• [Exercise description]:
All lines from the one containing "Check that every instance of the hairy" through the end of the material below are to be printed exactly, both ends included, minus pictures.

═══ Data extracts ═══

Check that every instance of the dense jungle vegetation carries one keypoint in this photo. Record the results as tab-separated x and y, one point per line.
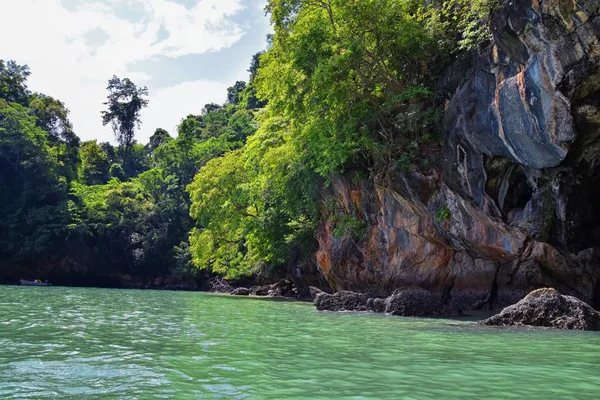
345	87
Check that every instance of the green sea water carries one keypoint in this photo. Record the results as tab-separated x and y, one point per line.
98	343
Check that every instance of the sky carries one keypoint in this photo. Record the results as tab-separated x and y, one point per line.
187	52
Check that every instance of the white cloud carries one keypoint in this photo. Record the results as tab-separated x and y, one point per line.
170	105
51	39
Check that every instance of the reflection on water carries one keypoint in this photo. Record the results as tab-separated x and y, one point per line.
87	343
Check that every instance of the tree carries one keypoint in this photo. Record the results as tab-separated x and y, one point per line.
13	78
234	92
33	195
52	116
125	102
94	164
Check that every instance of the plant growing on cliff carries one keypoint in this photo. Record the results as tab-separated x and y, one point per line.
124	103
443	214
347	225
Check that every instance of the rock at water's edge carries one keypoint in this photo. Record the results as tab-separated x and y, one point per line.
341	301
548	308
241	292
408	302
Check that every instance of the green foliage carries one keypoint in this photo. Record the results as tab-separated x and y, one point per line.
117	172
346	87
124	103
347	225
13	87
234	92
255	207
32	194
443	214
94	164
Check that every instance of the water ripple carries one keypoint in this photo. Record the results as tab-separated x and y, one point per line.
92	343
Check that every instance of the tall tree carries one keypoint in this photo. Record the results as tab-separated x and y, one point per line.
124	102
94	164
234	92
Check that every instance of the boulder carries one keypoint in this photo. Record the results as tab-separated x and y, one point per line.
241	292
341	301
416	302
548	308
283	288
408	301
260	290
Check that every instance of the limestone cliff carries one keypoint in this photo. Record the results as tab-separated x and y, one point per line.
514	203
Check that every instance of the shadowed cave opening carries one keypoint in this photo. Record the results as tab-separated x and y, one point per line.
518	194
508	185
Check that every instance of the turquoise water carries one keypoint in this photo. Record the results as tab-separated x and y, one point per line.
97	343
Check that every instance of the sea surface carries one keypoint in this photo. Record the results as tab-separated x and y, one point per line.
99	343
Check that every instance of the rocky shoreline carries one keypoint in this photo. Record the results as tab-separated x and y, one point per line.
541	308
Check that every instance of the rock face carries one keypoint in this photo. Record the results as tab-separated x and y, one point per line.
547	307
407	302
514	202
282	288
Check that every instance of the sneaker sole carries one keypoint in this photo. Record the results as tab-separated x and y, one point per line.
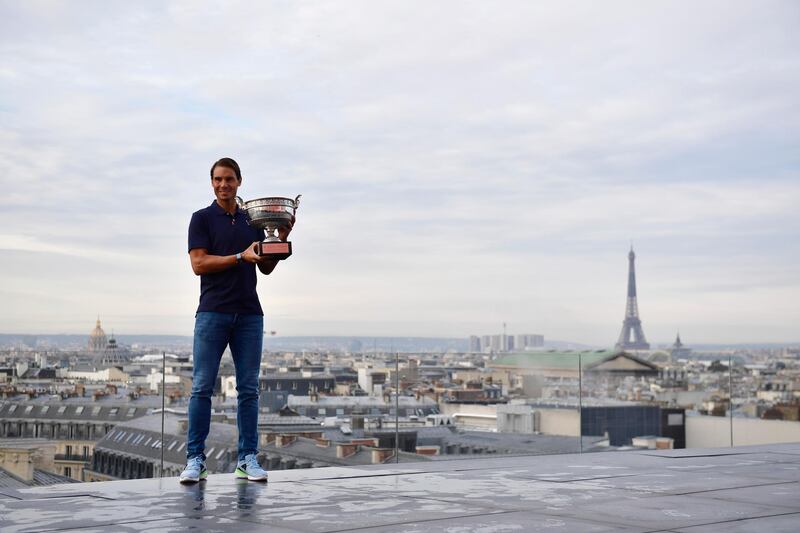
241	474
186	480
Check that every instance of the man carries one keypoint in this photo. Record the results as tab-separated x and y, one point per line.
221	252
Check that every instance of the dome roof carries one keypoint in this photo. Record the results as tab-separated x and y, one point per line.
97	331
97	338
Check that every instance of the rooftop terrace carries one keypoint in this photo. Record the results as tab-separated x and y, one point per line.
732	489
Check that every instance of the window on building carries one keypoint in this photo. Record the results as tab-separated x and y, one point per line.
675	419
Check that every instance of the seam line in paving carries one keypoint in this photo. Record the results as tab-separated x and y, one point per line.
106	524
731	488
360	492
724	522
416	522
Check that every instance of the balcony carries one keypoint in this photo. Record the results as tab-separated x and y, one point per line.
71	457
754	488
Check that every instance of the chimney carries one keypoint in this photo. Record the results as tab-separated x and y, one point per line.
284	440
18	462
381	455
345	450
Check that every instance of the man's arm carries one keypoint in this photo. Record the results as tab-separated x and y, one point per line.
205	263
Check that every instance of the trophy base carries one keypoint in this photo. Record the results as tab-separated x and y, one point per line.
273	250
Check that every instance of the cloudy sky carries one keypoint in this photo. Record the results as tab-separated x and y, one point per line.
462	164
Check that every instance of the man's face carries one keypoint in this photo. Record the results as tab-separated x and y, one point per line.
224	183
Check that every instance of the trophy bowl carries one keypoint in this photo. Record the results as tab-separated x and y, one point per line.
270	213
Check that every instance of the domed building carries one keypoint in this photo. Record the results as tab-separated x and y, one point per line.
97	339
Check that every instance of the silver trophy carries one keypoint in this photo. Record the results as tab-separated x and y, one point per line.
271	214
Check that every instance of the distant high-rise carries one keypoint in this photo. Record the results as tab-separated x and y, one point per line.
632	337
528	341
474	344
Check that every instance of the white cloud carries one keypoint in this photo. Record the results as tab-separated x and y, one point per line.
462	164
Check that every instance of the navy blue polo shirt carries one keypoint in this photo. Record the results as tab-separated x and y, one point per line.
234	289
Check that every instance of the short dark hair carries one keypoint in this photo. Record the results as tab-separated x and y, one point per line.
229	163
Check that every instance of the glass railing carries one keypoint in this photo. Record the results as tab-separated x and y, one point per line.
528	403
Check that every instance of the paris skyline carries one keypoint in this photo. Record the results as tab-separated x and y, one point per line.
466	168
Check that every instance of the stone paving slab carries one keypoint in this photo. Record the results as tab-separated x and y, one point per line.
515	521
676	483
499	490
672	512
785	523
749	489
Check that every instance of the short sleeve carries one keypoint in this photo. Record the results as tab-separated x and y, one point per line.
198	232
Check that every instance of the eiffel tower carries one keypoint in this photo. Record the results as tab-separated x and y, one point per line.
632	326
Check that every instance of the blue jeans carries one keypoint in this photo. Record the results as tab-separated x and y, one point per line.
212	333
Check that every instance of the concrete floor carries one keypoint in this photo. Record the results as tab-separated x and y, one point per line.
753	488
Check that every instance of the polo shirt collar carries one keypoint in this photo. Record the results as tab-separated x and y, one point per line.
220	211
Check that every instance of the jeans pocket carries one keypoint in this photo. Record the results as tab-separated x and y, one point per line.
211	326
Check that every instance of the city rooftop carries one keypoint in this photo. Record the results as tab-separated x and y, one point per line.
753	488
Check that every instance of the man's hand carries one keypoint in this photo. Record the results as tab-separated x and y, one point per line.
250	255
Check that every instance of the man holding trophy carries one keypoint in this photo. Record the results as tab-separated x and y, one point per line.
225	249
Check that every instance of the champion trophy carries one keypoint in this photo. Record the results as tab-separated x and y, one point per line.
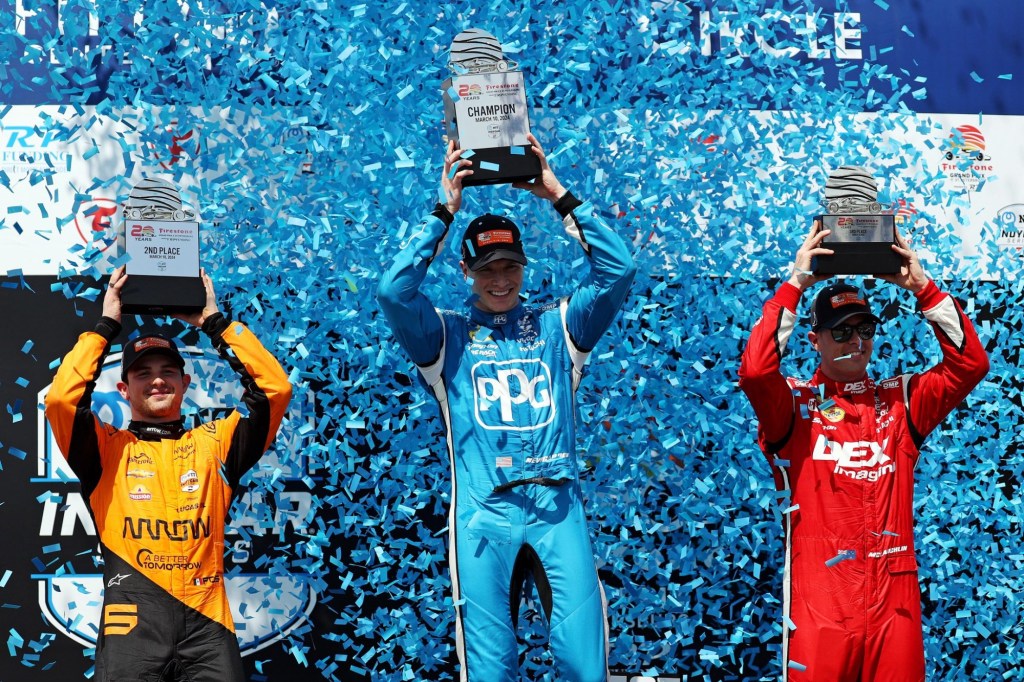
161	239
862	229
485	111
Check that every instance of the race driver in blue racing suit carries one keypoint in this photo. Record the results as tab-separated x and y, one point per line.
505	376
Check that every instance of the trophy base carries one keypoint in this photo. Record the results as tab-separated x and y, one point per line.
144	294
862	245
511	167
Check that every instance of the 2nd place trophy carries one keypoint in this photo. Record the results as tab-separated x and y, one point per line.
485	111
161	239
862	229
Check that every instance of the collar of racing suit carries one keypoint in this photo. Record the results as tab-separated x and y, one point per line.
833	387
495	320
151	431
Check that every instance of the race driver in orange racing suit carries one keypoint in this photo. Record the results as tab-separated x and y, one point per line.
160	494
845	448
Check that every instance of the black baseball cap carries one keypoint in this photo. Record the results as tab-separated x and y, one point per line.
146	345
492	238
837	303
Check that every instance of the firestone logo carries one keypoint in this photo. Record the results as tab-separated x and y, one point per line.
94	223
966	163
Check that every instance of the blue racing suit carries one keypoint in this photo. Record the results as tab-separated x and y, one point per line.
506	384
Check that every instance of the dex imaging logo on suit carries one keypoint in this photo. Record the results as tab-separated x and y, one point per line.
513	395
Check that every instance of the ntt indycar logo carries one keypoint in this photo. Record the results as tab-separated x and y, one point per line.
513	395
71	601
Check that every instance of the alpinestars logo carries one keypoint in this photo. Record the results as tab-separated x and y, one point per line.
860	460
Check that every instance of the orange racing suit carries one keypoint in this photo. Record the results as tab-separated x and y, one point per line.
160	496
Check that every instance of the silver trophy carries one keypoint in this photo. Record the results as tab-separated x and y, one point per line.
862	228
485	111
160	236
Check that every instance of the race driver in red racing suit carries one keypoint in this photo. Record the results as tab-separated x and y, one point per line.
160	494
845	448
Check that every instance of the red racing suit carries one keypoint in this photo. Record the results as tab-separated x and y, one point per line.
160	497
846	453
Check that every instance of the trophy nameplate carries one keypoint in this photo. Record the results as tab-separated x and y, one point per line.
485	111
161	239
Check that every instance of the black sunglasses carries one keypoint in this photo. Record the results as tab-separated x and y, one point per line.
842	333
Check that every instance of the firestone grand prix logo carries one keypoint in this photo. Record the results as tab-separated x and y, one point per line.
71	602
94	222
965	161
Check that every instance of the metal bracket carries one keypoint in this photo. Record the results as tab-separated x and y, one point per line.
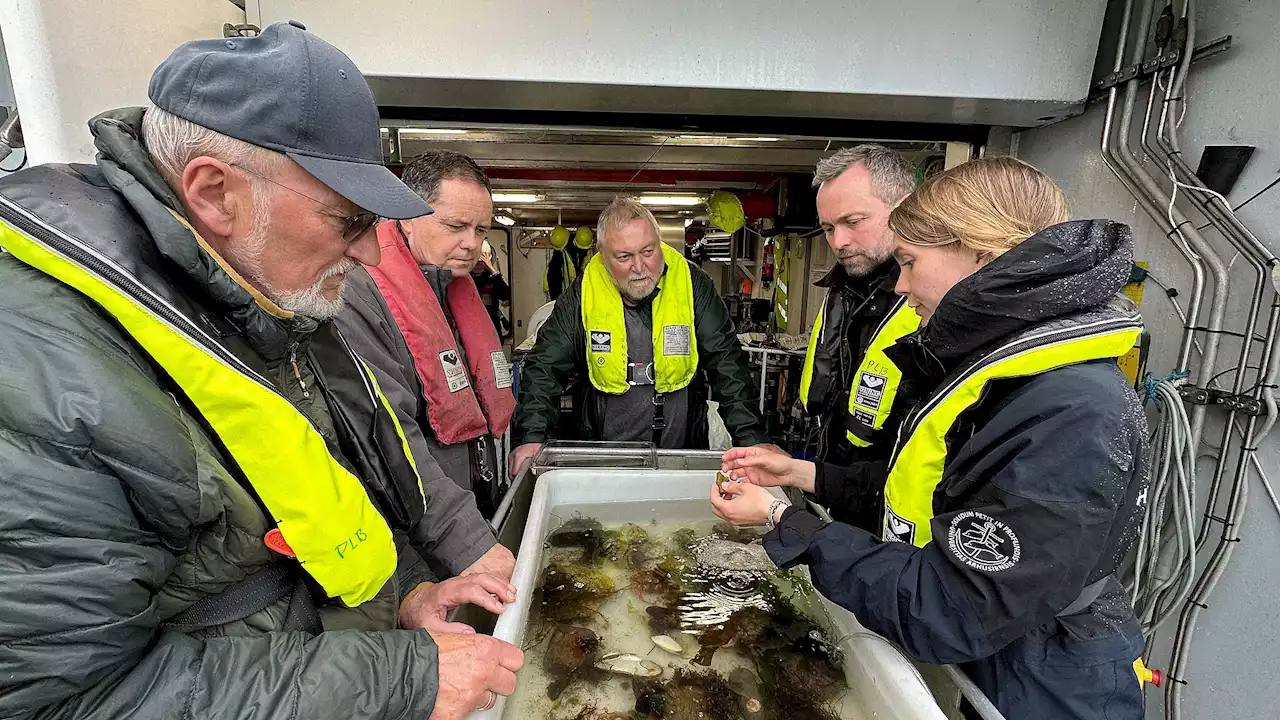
1151	67
1242	404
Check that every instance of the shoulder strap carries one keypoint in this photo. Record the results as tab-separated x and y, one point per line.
251	596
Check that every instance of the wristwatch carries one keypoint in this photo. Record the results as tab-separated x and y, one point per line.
773	510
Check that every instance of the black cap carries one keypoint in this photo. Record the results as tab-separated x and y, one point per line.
289	91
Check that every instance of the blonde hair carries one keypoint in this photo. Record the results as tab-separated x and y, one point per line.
618	214
988	205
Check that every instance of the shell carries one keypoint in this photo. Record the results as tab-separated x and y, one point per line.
629	664
668	643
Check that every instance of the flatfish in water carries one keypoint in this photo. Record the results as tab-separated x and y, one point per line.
726	577
629	664
728	556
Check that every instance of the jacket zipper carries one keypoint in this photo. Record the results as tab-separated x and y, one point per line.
101	267
297	374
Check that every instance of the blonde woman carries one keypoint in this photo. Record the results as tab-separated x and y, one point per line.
1015	487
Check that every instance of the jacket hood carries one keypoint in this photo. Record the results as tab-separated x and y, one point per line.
127	167
1063	270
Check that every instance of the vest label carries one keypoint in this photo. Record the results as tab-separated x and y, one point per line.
677	341
602	341
896	528
453	370
982	542
501	369
871	390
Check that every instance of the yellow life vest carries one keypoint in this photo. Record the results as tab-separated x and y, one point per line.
919	463
874	384
323	510
871	396
675	341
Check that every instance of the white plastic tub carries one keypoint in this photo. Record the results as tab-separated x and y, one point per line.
886	684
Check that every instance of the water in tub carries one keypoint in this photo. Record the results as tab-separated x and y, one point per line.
654	610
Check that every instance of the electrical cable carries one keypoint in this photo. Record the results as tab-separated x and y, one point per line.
1164	572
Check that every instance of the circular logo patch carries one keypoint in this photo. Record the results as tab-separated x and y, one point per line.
983	543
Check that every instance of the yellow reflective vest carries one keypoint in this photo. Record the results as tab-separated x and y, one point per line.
874	384
324	511
675	341
919	460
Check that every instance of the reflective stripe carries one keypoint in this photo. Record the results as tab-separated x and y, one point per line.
400	431
812	352
871	396
919	463
675	340
323	510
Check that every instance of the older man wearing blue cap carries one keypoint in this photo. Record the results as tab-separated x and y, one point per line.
201	484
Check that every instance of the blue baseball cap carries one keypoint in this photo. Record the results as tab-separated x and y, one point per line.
289	91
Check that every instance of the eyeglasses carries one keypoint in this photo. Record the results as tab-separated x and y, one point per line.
355	226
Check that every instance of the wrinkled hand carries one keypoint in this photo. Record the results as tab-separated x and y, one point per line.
497	561
760	466
428	605
520	455
772	447
470	668
745	505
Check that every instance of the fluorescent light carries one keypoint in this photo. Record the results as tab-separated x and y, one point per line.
727	137
432	131
517	197
671	200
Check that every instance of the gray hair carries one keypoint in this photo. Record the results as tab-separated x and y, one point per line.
892	177
425	173
621	213
173	141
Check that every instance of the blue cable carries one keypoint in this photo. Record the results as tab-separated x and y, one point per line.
1150	382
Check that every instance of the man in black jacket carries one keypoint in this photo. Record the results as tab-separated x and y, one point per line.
659	336
199	479
858	187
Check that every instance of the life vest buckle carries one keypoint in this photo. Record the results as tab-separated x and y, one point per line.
640	374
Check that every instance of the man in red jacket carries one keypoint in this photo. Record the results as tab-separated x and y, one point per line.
421	302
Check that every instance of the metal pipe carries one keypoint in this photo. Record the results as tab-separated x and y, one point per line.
1173	159
973	693
1221	215
1179	226
1148	203
1230	532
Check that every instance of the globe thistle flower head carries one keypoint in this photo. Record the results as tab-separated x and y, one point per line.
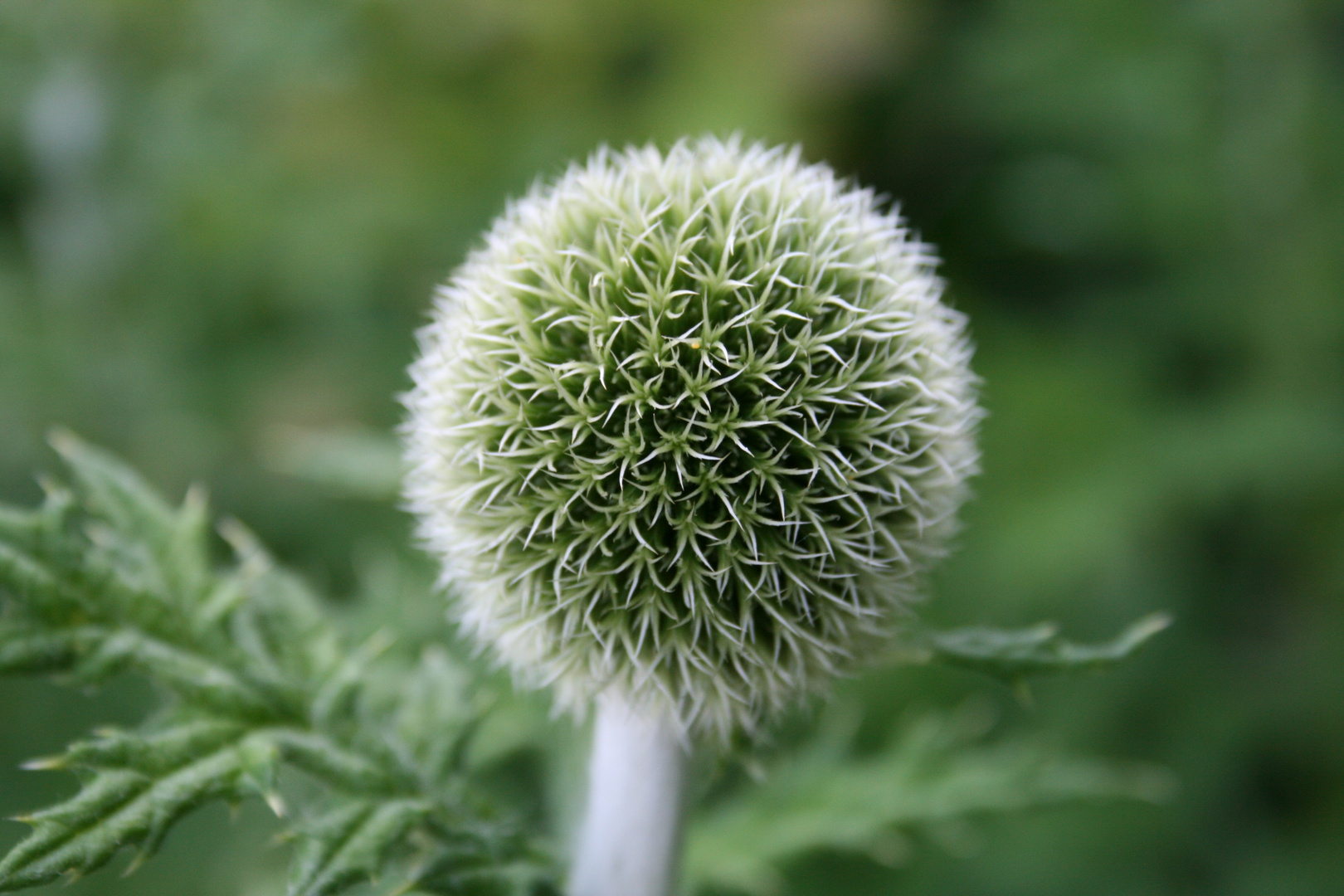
689	426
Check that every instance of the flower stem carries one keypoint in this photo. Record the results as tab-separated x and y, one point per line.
632	833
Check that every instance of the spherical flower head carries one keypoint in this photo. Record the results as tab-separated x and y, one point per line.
689	426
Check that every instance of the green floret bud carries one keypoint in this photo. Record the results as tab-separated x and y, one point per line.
691	426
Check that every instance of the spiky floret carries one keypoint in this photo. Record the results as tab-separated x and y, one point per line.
689	426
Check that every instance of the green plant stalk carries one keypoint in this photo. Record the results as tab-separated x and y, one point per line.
631	840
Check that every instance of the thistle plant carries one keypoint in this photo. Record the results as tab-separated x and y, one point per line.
687	431
689	427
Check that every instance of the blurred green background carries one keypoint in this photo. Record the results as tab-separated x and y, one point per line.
221	222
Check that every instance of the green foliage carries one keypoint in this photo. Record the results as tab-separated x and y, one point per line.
932	776
254	677
106	578
1012	655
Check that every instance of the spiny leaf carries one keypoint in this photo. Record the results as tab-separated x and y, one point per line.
257	674
30	650
194	676
32	581
351	844
1036	650
119	807
332	763
930	776
175	539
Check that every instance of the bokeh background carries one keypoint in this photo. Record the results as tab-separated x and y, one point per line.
221	222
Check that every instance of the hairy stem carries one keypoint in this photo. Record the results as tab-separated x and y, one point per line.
632	833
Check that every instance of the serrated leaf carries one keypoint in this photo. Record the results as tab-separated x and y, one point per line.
194	676
323	758
30	650
175	540
1038	650
117	807
32	582
926	777
351	844
256	676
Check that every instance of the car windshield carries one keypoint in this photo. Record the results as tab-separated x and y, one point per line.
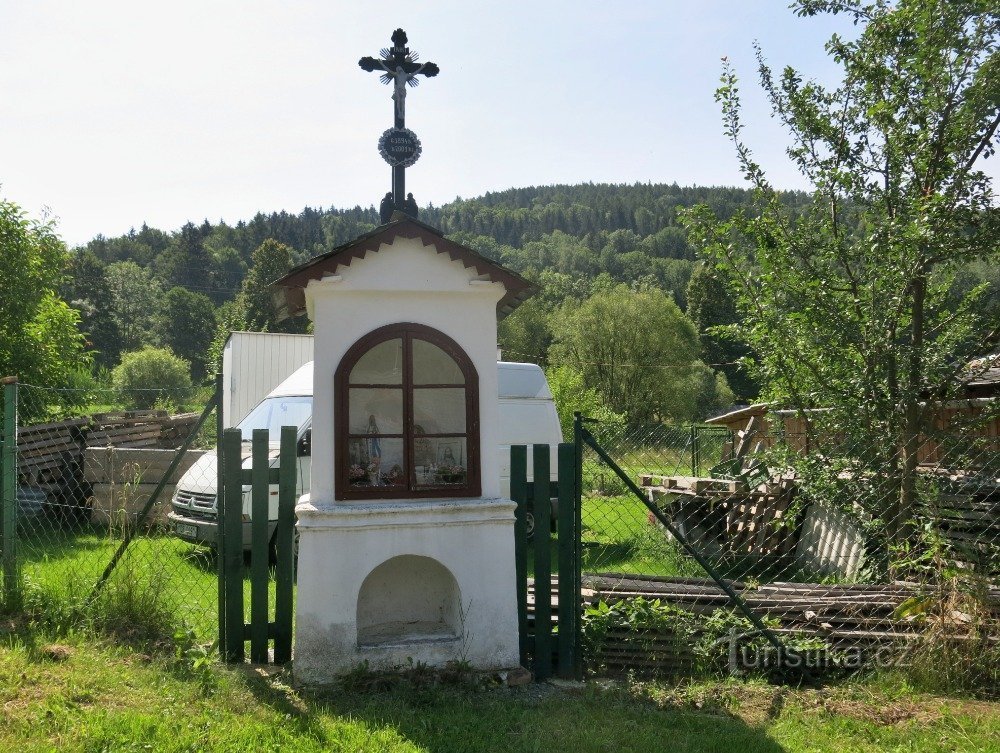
275	412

═══

• [Answer for this exercise]:
Check that every instance of the hairy stem carries one keypoint in this photo. Record the results as tab-separated x and y, one point per line.
632	833
Check that every instance of the serrated leaf carries one keypoint in this photo. Record the results as tab-separated x and y, one point per line.
194	676
323	758
30	650
175	540
1038	650
117	807
32	582
926	777
351	844
256	676
Check that every instance of the car windshield carries one keypoint in this photo. Record the results as tab-separated x and y, one point per line.
275	412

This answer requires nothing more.